§ Problems to solve
1. Copy the passage of the blog post from "An interesting phenom" to "afternoon pick-up games." word for word.
2. According to the blog post, what did the Centro Agrícola de Nicoya provide for free?

Monday, September 19, 2011

buckle up, lots of new posts haha

Today was one of the high highs, I believe.  I woke up at 7 am and went to the school around 8 to plant some baby trees with the students.  They liked being outdoors and I only burdened them with the shortest discussion of why trees are important.  We took some nice pictures to send all over the place, including the Centro Agrícola de Nicoya to whom we will be writing a thank you note for the free black garden bags.  I went home, sat outside for an hour (there was a breeze which is rare and definitely should be taken advantage of), showered, planned my English lesson, ate lunch.  Then I kind of hit a low low in the afternoon.  No one from my development association showed up to do an activity for my diagnostic.  This was the rescheduled date because only two people came the first time.  But I thought that there was no way this was going to ruin my day.  I gave the English class and once I am done with the folk dance group tomorrow, Saturday, and finish typing up exams for the school's principal...I will mentally check out of my community and check into In-Service-Training.  Even though the physical check in isn't until Tuesday.

An interesting phenom that made today's blessed seemingly normal-ness all the more welcome.  About a week and a half ago I was informed of some chisme or gossip that's been going around town about me.  Someone told me that they were talking to people and apparently I a) like to stay inside my house and b) do not like to play with the children in my community.  The evidence is the following: In regards to the first charge, people notice that I am often in my house and I do not walk around town.  They can tell I do not like to play with the children because I am not ever out on the soccer field with them during the afternoon pick-up games.

§ Input data
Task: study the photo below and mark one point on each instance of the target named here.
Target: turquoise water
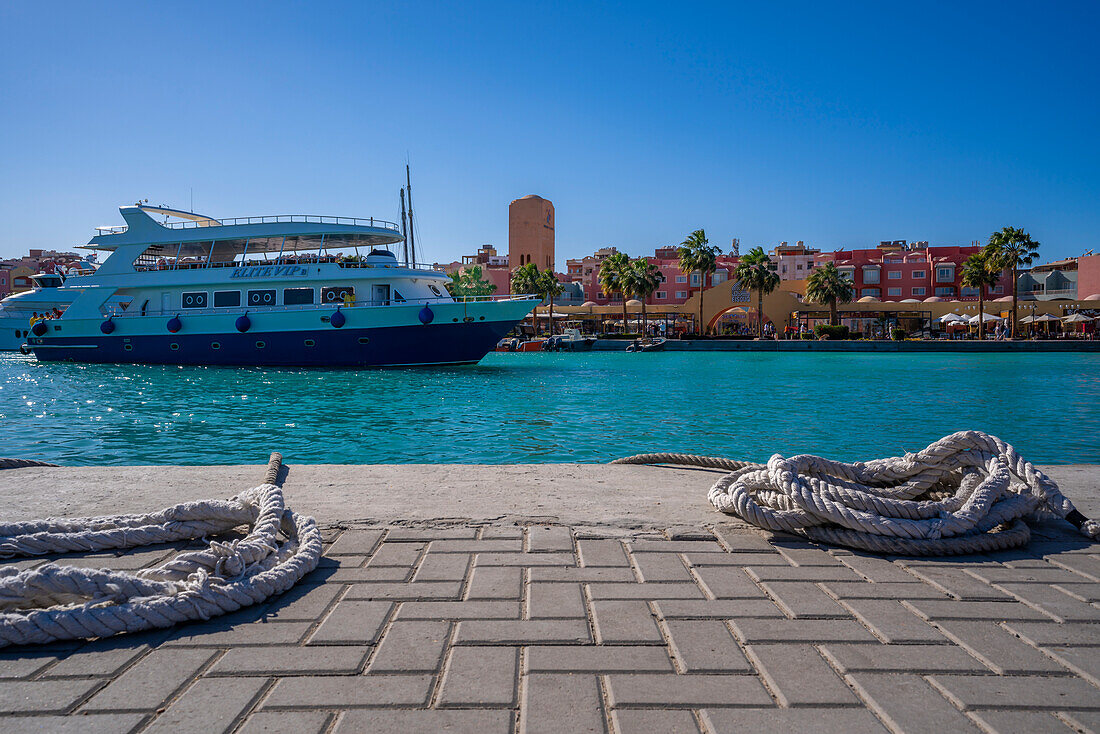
(551, 408)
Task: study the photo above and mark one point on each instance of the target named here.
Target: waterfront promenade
(571, 598)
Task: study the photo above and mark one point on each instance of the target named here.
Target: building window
(227, 298)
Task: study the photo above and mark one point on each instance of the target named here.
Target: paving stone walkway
(549, 628)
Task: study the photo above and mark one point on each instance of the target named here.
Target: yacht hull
(442, 343)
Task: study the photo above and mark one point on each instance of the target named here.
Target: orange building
(530, 232)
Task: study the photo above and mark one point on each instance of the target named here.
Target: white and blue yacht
(296, 291)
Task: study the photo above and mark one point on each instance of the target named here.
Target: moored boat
(266, 291)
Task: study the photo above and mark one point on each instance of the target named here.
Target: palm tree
(549, 287)
(697, 255)
(642, 280)
(613, 277)
(470, 282)
(525, 281)
(827, 285)
(1012, 249)
(977, 273)
(752, 273)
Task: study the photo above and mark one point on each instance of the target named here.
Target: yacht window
(227, 298)
(195, 299)
(265, 297)
(297, 296)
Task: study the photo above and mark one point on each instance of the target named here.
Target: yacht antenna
(405, 243)
(411, 240)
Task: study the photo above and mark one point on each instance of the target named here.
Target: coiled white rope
(63, 602)
(966, 493)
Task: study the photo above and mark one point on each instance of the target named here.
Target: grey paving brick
(848, 657)
(541, 710)
(442, 567)
(680, 691)
(400, 555)
(975, 692)
(645, 591)
(108, 723)
(400, 591)
(568, 574)
(1045, 634)
(624, 622)
(492, 610)
(645, 721)
(354, 543)
(661, 567)
(931, 609)
(891, 622)
(352, 623)
(44, 696)
(727, 582)
(596, 658)
(954, 581)
(210, 705)
(286, 722)
(23, 665)
(880, 590)
(151, 681)
(803, 600)
(480, 676)
(549, 538)
(526, 632)
(527, 559)
(757, 631)
(705, 646)
(838, 572)
(906, 703)
(1053, 602)
(721, 609)
(1082, 660)
(411, 647)
(491, 582)
(403, 721)
(877, 569)
(998, 648)
(554, 601)
(304, 603)
(290, 660)
(1019, 722)
(602, 552)
(349, 691)
(799, 677)
(783, 721)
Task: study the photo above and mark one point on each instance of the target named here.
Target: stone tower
(530, 232)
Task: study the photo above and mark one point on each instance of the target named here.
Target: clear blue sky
(836, 123)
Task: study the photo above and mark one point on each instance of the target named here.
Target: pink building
(894, 271)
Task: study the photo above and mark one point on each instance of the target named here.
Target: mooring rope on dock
(56, 602)
(966, 493)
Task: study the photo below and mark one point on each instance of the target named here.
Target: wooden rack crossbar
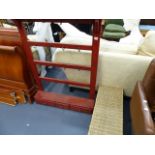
(65, 81)
(73, 66)
(64, 101)
(79, 21)
(60, 45)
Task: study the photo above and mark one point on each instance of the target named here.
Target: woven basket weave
(107, 118)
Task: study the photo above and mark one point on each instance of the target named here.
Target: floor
(35, 119)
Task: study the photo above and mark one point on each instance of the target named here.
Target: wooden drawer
(11, 97)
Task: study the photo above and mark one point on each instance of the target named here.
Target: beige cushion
(147, 48)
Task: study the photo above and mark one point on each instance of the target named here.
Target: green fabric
(111, 35)
(114, 21)
(114, 28)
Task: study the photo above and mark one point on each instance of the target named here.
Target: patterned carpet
(34, 119)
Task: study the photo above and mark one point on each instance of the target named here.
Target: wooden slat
(82, 21)
(65, 81)
(73, 66)
(65, 101)
(60, 45)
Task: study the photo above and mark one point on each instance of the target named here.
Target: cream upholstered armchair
(120, 64)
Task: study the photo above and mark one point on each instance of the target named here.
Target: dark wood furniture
(16, 81)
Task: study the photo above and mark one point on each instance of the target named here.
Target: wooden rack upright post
(60, 100)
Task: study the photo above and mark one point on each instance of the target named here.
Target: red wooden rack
(59, 100)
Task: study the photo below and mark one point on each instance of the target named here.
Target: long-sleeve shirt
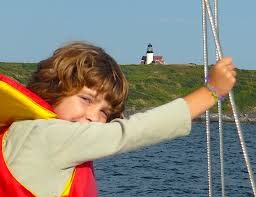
(42, 154)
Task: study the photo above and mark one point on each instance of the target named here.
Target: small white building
(149, 58)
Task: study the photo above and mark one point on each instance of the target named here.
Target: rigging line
(216, 10)
(232, 102)
(207, 116)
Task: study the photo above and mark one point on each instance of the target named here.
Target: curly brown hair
(76, 65)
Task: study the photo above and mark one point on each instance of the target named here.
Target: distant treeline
(153, 85)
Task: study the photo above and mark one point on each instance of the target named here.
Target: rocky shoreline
(243, 118)
(214, 117)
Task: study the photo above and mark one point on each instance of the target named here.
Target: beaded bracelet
(212, 89)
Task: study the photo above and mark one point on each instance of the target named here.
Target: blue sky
(31, 30)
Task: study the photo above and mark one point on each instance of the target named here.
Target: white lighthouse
(149, 58)
(150, 54)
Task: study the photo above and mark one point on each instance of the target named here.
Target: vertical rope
(219, 109)
(207, 116)
(232, 102)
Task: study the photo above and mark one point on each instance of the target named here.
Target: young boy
(88, 90)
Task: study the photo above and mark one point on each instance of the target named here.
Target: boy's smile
(85, 106)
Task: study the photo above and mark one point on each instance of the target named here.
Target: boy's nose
(92, 116)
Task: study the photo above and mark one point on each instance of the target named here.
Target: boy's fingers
(233, 73)
(231, 66)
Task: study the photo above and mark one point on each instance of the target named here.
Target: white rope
(207, 116)
(216, 10)
(232, 102)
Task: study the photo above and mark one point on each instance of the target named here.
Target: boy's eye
(86, 99)
(105, 113)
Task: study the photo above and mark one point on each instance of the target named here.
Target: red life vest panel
(30, 106)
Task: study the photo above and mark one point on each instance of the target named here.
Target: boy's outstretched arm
(222, 78)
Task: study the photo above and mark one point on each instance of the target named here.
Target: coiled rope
(219, 54)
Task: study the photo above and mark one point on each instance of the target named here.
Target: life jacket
(18, 103)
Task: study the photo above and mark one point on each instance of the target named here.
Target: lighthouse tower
(150, 54)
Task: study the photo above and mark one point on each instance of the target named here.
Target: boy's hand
(223, 76)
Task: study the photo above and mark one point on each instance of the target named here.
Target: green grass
(153, 85)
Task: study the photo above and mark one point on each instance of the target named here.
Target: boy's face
(85, 106)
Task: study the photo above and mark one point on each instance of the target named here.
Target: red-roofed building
(150, 58)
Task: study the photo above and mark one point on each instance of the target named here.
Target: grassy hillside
(152, 85)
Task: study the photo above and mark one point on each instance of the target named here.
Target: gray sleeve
(70, 144)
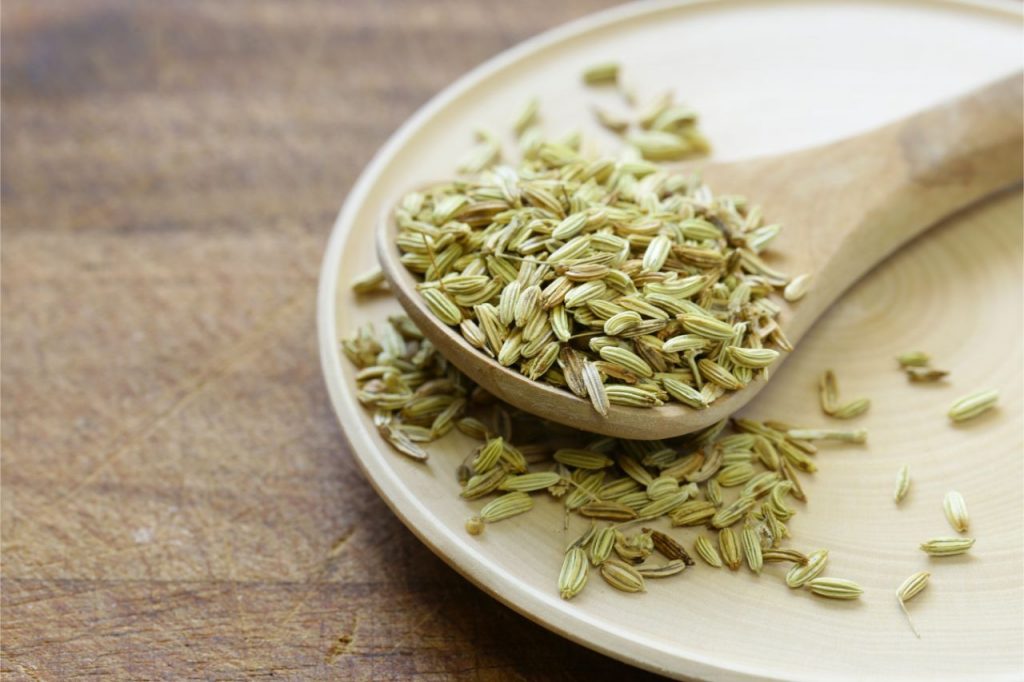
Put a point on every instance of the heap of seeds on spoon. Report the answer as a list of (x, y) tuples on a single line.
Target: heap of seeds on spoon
[(619, 280), (630, 284)]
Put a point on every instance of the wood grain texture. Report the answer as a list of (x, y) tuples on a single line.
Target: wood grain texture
[(176, 499), (846, 206), (954, 292)]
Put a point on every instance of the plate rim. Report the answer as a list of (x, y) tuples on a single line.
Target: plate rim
[(520, 597)]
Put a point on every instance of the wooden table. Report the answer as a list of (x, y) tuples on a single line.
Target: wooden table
[(177, 500)]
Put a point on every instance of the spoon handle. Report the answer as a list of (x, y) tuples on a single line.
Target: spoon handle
[(848, 205)]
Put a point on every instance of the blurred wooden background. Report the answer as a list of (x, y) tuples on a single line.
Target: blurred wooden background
[(177, 501)]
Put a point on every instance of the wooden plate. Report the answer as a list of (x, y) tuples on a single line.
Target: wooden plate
[(766, 77)]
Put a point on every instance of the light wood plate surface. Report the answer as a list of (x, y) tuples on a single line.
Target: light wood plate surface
[(766, 78)]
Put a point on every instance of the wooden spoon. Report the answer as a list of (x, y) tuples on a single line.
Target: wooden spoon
[(844, 207)]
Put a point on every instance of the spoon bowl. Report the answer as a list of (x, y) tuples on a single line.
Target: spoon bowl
[(844, 206)]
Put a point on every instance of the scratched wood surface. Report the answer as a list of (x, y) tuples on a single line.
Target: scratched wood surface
[(177, 501)]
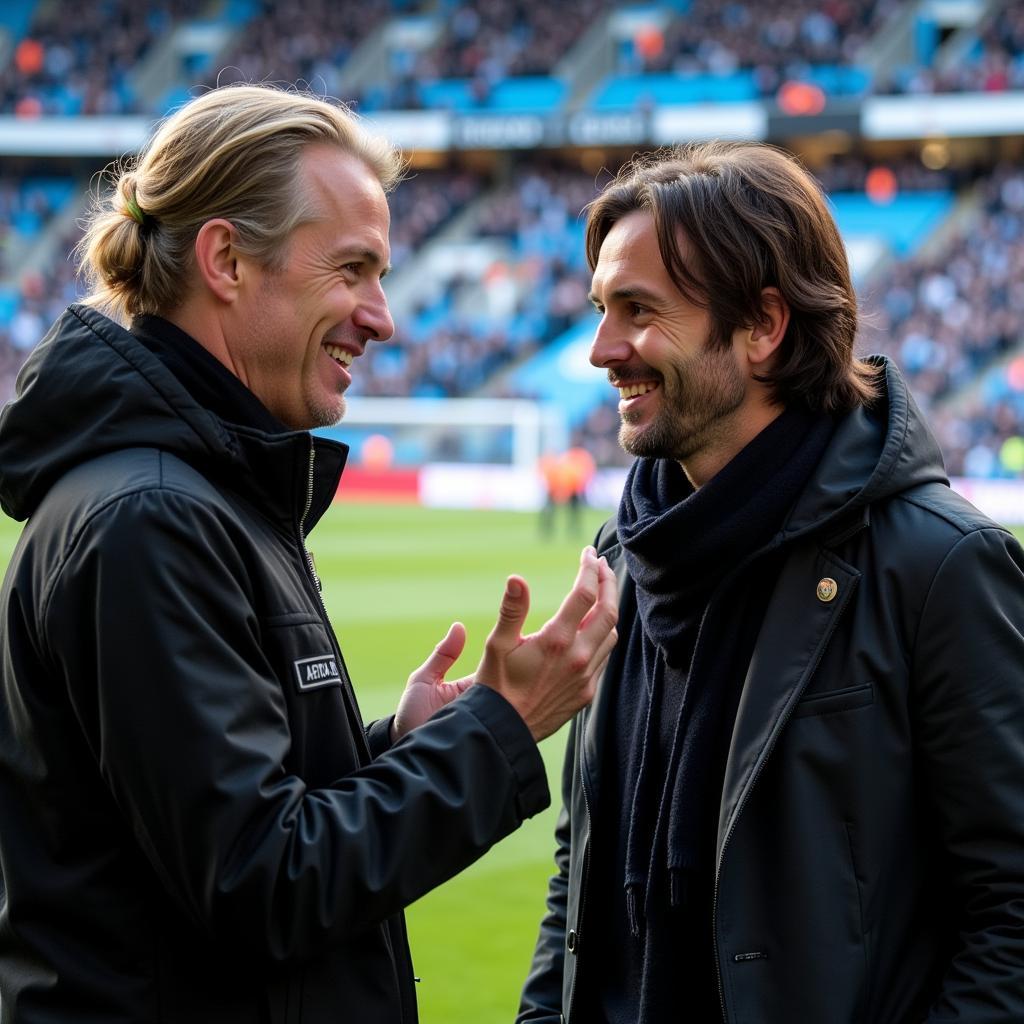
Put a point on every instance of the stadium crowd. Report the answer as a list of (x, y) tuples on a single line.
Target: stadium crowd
[(944, 316), (78, 59), (81, 58), (774, 40)]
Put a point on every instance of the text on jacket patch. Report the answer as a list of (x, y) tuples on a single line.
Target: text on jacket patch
[(313, 673)]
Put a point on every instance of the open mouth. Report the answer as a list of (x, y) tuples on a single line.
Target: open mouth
[(634, 390), (339, 354)]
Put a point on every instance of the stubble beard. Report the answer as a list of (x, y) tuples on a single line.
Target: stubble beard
[(698, 396), (323, 413)]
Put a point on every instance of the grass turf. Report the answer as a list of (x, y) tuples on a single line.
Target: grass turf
[(394, 578)]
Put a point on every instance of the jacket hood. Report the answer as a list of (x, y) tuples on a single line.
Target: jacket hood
[(878, 451), (90, 388)]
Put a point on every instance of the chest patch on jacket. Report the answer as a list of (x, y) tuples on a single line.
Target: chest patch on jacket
[(313, 673)]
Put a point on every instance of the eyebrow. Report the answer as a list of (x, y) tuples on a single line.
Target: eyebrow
[(370, 256), (628, 295)]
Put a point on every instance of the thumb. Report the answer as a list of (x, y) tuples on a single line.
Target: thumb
[(512, 613)]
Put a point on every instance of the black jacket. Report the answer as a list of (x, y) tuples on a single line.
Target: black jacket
[(870, 836), (195, 825)]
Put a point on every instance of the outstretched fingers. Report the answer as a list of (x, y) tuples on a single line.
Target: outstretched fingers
[(603, 612), (578, 602), (444, 654), (507, 634)]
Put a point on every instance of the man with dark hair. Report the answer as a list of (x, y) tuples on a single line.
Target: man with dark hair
[(797, 797)]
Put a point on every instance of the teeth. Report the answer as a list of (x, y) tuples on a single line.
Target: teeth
[(339, 354), (634, 389)]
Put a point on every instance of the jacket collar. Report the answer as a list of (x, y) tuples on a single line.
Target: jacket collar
[(90, 387)]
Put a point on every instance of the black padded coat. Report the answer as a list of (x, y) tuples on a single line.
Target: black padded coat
[(195, 826), (870, 835)]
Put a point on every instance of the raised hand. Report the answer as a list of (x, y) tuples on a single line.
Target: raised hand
[(548, 676)]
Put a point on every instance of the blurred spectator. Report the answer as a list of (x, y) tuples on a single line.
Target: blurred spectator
[(776, 39), (304, 41), (79, 58), (994, 64), (489, 40)]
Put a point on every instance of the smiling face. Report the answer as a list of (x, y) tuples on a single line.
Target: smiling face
[(680, 395), (301, 326)]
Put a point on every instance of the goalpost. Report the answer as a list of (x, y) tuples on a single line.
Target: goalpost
[(489, 431)]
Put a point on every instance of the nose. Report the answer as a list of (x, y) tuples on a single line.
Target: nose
[(609, 346), (374, 316)]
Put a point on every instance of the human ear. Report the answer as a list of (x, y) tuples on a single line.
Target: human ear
[(217, 260), (768, 332)]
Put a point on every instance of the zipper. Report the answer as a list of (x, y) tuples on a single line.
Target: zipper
[(305, 514), (346, 681), (586, 867)]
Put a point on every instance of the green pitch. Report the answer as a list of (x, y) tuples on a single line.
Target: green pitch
[(394, 578)]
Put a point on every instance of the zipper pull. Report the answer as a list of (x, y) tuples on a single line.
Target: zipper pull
[(312, 569)]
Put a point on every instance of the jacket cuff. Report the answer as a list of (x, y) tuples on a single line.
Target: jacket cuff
[(379, 735), (516, 742)]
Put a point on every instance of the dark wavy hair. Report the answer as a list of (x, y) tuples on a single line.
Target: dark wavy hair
[(733, 218)]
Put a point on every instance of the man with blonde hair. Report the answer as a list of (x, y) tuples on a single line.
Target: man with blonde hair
[(195, 824)]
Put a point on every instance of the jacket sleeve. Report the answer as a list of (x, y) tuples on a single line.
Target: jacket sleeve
[(969, 677), (150, 620), (542, 994)]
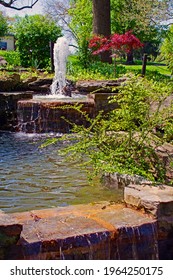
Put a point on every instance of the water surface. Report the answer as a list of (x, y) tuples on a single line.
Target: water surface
[(35, 178)]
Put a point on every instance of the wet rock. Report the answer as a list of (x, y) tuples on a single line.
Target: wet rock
[(157, 201), (40, 85), (117, 180), (94, 231), (9, 83), (10, 231), (8, 109)]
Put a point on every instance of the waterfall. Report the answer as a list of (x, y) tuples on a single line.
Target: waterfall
[(61, 52)]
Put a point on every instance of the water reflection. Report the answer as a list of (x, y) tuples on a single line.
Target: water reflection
[(34, 178)]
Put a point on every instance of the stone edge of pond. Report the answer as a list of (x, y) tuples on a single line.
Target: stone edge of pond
[(94, 231)]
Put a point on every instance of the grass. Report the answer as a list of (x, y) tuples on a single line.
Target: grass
[(162, 69)]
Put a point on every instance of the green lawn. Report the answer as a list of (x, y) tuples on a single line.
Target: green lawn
[(162, 69)]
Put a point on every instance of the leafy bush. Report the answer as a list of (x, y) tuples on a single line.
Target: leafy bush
[(12, 57), (96, 70), (124, 141)]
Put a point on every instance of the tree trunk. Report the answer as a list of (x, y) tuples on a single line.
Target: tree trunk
[(102, 23)]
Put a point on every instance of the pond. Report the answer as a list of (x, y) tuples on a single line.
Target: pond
[(33, 178)]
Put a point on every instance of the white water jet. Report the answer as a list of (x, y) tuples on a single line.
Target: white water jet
[(61, 51)]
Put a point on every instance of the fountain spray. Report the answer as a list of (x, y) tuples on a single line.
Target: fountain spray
[(61, 52)]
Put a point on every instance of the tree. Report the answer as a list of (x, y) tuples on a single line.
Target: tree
[(33, 34), (80, 24), (3, 25), (18, 4), (102, 23), (117, 44), (167, 48), (143, 17)]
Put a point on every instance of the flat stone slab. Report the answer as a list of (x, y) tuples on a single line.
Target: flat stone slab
[(10, 230), (156, 200), (85, 232)]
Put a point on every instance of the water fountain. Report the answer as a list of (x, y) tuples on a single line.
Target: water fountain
[(48, 113), (95, 231), (59, 86)]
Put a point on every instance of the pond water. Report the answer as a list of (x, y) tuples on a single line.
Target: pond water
[(33, 178)]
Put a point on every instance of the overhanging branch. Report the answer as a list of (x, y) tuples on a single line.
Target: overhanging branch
[(11, 3)]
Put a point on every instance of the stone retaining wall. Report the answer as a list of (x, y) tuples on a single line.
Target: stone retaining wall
[(140, 229), (8, 109)]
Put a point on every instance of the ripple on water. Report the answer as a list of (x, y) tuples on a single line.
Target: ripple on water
[(34, 178)]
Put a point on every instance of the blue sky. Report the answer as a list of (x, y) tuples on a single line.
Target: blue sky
[(37, 9)]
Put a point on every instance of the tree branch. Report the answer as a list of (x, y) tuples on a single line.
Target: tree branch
[(10, 3)]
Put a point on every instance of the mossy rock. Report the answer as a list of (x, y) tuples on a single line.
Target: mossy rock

§ Answers given
1.
An interesting phenom that made today's blessed seemingly normal-ness all the more welcome.  About a week and a half ago I was informed of some chisme or gossip that's been going around town about me.  Someone told me that they were talking to people and apparently I a) like to stay inside my house and b) do not like to play with the children in my community.  The evidence is the following: In regards to the first charge, people notice that I am often in my house and I do not walk around town.  They can tell I do not like to play with the children because I am not ever out on the soccer field with them during the afternoon pick-up games.

2. Black garden bags.